TRECHO DO TEXTO:
Em tempos de guerra ou
de paz, é muito importante que nada nos desvie daquilo com que nos
comprometemos um dia. A essência de quem somos é o nosso compromisso com o que
amamos fervorosamente. João advertiu no livro do Apocalipse: "Contra você,
porém, tenho isto: você abandonou o seu primeiro amor. Lembre-se de onde
caiu!" Para quem não teve os olhos cegados pela pandemia, é fácil perceber
que as doenças que aconteciam antes da covid-19 não cessaram. Enchentes,
desabamentos, acidentes aéreos e corriqueiras hemorroidas seguiram existindo, e
pasmem: nenhuma relação com a pandemia, apenas assuntos menos noticiados.
Nesse interregno
conhecemos a doutora Mauricia Cammarota, cirurgiã pediátrica treinada pela
Universidade de Brasília. Escolhemos ela, entre muitos no Brasil, para corrigir
uma malformação renal no nosso pequeno filho de apenas três meses de idade.
Quando eu ainda era estudante de medicina na mesma universidade, ela já era uma
médica residente de grande destaque entre seus pares, e de futuro promissor.
Vinte e quatro anos depois, encontrei Mauricia mais madura, mas com a mesma
paixão que todos vimos em seus olhos no milênio anterior.
Mauricia mantém até
hoje a mesma técnica que aprendeu na universidade, de conversar pausadamente
com a família de seus pacientes, transmitindo segurança e assertividade — o que
mais se espera de uma pessoa a quem você entrega seu filho desacordado, para
ser manipulado por longas horas de aflição parental. Mauricia conserva o mesmo
passo firme e veloz de outrora, estuda e se atualiza de forma periódica, segue
os protocolos e nunca se perde em meio à intervenção esquizofrênica de pais
médicos ou de qualquer um que atravesse seu caminho. Ela analisa os exames
complementares de forma criteriosa e atenta. Não é dogmática e alia a vasta
experiência ao bom senso e aos princípios sob os quais foi solidamente formada.
Mauricia avalia
pessoalmente cada criança indefesa, a todo instante; não terceiriza isso para
nenhuma equipe, que poderia não dispensar o mesmo carinho. Como uma artesã, ela
corta, rebate músculos, sutura e segue seu bebê até que ele esteja sorrindo
novamente no colo da mãe. Tudo de inesperado pode acontecer, mas dentro da sua
cabeça, podemos vê-la, de forma sistemática, revendo seus princípios, seu primeiro
amor: a medicina. Sem redes sociais, sem grande estratégia promocional, ela
salva o rim de uma criança sem alardear. O tempo e a vaidade não a
transformaram, e temos convicção da razão pela qual ela foi a nossa eleita.

Registros extraídos de uma coleção:
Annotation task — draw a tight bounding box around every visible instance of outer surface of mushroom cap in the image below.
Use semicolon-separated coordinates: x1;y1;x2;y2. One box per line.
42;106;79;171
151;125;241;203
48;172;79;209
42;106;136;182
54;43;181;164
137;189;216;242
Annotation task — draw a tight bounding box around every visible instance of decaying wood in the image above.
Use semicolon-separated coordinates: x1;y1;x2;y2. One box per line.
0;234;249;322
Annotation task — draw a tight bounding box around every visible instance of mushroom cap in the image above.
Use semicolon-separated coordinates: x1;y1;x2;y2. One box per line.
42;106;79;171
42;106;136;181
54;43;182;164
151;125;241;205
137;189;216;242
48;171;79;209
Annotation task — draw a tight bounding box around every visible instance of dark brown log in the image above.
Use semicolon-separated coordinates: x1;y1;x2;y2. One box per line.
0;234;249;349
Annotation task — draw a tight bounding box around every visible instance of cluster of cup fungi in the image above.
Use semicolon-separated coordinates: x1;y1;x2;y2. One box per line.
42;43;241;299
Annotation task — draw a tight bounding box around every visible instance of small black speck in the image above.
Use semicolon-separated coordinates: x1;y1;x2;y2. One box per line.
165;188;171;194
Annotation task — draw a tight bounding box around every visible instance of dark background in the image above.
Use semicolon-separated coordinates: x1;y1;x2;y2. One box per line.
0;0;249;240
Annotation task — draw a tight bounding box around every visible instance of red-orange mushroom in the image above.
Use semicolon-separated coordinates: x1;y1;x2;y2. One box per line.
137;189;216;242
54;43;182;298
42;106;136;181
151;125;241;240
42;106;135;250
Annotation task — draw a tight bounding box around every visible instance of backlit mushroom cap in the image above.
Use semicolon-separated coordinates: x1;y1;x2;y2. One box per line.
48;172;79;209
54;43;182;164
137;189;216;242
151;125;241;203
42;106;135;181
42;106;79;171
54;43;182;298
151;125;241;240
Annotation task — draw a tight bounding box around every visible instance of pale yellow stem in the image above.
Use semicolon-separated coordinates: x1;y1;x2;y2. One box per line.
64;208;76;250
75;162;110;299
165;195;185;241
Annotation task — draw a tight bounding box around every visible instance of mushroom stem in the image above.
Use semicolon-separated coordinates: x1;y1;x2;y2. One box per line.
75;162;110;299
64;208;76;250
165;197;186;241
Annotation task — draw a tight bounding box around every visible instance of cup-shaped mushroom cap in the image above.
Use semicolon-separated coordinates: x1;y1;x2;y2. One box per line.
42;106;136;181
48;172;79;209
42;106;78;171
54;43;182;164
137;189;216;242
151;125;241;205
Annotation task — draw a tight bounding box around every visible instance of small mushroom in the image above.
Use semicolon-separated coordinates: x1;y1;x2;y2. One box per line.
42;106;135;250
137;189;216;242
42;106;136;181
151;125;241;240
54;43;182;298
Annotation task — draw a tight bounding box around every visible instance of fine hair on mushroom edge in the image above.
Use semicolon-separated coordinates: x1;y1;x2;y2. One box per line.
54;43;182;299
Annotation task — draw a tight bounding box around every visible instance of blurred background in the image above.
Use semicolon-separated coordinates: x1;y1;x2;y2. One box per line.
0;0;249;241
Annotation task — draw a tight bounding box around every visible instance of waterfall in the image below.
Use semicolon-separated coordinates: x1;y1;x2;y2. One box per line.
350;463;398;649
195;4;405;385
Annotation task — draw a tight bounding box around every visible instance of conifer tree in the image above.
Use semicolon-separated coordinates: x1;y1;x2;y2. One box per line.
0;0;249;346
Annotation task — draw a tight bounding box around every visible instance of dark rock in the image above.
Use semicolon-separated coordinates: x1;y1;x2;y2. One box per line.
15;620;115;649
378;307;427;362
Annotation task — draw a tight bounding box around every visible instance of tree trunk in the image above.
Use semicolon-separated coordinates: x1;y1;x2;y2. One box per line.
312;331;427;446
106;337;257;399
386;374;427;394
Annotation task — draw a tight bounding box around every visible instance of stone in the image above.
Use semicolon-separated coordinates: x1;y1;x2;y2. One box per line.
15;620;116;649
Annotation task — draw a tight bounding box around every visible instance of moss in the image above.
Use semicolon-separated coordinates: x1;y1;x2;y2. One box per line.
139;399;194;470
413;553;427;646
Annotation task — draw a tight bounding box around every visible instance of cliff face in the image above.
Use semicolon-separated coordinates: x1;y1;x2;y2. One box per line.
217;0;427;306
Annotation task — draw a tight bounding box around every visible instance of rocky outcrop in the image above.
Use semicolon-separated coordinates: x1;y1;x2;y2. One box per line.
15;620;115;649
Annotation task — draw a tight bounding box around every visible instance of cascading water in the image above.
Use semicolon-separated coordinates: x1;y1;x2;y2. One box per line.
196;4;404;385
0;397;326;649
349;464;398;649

AÇÃO NECESSÁRIA:
Informe, com base no texto, quantos meses de idade tinha a criança cuja malformação renal a doutora Mauricia Cammarota foi escolhida para corrigir. O material não tem relação com o texto.

RESPOSTA ESPERADA:
Apenas três meses de idade.